About this task => Your answer should be the full data, transcribed exactly, with no pictures in it.

Point-per-instance localization data
::::

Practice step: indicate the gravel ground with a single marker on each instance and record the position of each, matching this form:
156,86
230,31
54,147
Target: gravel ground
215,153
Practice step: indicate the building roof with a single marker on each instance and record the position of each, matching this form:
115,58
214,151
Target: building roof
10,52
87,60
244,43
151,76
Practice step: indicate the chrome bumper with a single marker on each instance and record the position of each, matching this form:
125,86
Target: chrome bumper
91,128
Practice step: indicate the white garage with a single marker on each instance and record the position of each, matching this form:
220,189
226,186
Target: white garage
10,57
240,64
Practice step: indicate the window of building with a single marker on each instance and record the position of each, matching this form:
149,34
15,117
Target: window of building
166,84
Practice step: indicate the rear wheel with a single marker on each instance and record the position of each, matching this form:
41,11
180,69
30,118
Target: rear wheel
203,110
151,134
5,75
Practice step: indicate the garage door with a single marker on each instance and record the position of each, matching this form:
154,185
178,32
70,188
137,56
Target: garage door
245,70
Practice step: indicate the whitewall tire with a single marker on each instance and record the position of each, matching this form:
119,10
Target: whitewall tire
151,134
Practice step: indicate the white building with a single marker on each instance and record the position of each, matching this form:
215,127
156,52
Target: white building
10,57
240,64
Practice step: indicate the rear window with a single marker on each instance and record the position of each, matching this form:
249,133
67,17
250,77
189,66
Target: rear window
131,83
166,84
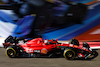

::::

Finished exercise =>
Practice step: indicate the gravel ground with a single marker on each instance and record the position of each, matching this form:
156,86
230,31
54,147
Target: gravel ground
215,153
Practice step: indicate the building roof with a single marker on each instance and record the position of each, matching this form:
115,58
214,151
Target: building roof
10,52
87,60
244,43
151,76
Practice step: indicate the chrome bumper with a single marker on each instance and record the position of each, matching this form:
125,86
Target: chrome bumper
91,128
Practice step: indicate the white garage with a single marker on each instance and record the position of each, matching this form:
220,189
226,186
Target: white garage
10,57
240,64
Practice step: indicate the window of building with a single marker on each instance and record the position of each, matching this form:
149,34
15,117
Target: window of building
166,84
Practice step: indicate the rear wheel with a single marker on each instance and record the position of each, matching this form:
41,11
180,69
30,118
Target: rear wheel
203,110
151,134
5,75
Practice step: indicate the garage door with a single marker on each instance and record the position of each, matching this form:
154,185
178,32
70,188
137,56
Target: garage door
245,70
Practice step: indicate the whitewall tire with a single marker on each instance and record the position of each, matching this form:
119,10
Target: whitewall tire
151,134
Practice step: indicate the white building with a single marker on each instance and record the position of each, matching this form:
215,127
156,52
Target: white building
10,57
240,64
Practice step: indicate the rear window with a single marker on each instance and record the position of each, matching this form:
249,133
67,17
250,77
189,66
Target: rear window
131,83
166,84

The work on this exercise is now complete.